# [Exercise prompt]
Switch every "drop a marker" in the lines below to "place a point", and leave everything else unchanged.

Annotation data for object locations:
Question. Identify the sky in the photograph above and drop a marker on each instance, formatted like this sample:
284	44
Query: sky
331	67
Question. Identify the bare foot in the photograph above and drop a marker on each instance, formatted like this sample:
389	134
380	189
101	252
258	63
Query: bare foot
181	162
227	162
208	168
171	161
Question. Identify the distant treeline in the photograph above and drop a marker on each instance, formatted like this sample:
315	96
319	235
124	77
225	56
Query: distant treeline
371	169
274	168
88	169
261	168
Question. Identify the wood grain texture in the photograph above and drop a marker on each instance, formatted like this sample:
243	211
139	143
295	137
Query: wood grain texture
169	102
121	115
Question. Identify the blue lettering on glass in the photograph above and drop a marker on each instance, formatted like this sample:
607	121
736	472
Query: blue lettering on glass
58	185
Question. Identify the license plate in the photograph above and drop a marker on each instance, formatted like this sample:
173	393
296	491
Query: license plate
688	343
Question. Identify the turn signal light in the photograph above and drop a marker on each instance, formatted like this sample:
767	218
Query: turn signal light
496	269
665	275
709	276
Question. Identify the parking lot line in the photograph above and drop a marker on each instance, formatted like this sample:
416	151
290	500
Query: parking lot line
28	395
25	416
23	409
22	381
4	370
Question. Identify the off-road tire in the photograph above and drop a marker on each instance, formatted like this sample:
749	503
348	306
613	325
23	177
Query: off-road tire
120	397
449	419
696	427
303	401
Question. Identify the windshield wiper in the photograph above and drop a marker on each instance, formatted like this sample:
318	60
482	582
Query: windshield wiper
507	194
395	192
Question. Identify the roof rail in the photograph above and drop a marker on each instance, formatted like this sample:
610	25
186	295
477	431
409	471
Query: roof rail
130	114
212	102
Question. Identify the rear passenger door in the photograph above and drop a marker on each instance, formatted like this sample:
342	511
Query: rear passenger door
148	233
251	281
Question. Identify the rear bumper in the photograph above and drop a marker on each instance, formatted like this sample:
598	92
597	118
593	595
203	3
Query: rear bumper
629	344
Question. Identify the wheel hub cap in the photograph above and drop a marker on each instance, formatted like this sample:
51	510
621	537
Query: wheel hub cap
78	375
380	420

# [Exercise result]
Question. Identify the sky in the photograph above and place a point on each instance, formatted like this sample:
284	44
Query: sky
331	67
Question. Identify the bare foot in the photograph above and place a point on each instance, formatted like this sample:
389	134
380	189
101	252
258	63
Query: bare foot
181	162
227	162
208	168
171	161
Question. Identify the distant treeline in the photograph above and place a point on each instance, formatted like this sample:
315	96
319	235
124	77
225	56
Query: distant treeline
371	169
274	168
88	169
261	168
Question. Identify the wood grain texture in the photograph above and place a point on each instance, formatted like this sample:
243	211
139	143
295	137
Query: wood grain texture
169	102
121	115
Question. Identify the blue lettering on glass in the photograph above and place a point on each instance, formatted like this sample:
607	121
736	472
Query: blue lettering on glass
58	185
Question. Identify the license plate in the photograph above and place a point on each instance, formatted like this sample:
173	393
296	491
Query: license plate
688	343
Question. Identify the turn signal light in the photograph above and place a point on each instance, formatted like this sample:
767	218
Query: turn signal light
496	269
665	275
709	276
Question. Identify the parking lot line in the photograph above and place a point on each instance, formatted like this sample:
416	151
290	500
Query: parking lot line
28	395
25	416
23	409
22	381
4	370
Question. Identify the off-road tire in the photograph above and place a point on each instance, formatted like this sample:
749	503
348	306
613	325
23	177
Query: off-road tire
120	397
449	419
696	427
303	401
Question. Identify the windshield wiper in the photograph above and place a point on each instance, formatted like this sample:
318	60
482	582
Query: windshield wiper
507	194
395	192
Question. Identify the roof rail in the photograph above and place a point on each instance, formatted like this sample:
610	25
186	295
477	431
409	471
Query: roof rail
130	114
212	102
Question. Identify the rear passenger door in the photograph above and place a point on each instance, formatted like this sample:
342	511
Query: rear passenger door
148	233
251	281
Question. Identify the rear bumper in the photograph above and place a point on each instance, formatted like this sample:
598	92
597	118
593	595
203	3
Query: rear bumper
629	344
Question. Identify the wheel hub cap in the photograph above and place a point on each instance, formatted like this sample:
51	510
621	537
Query: wheel hub cap
78	375
380	420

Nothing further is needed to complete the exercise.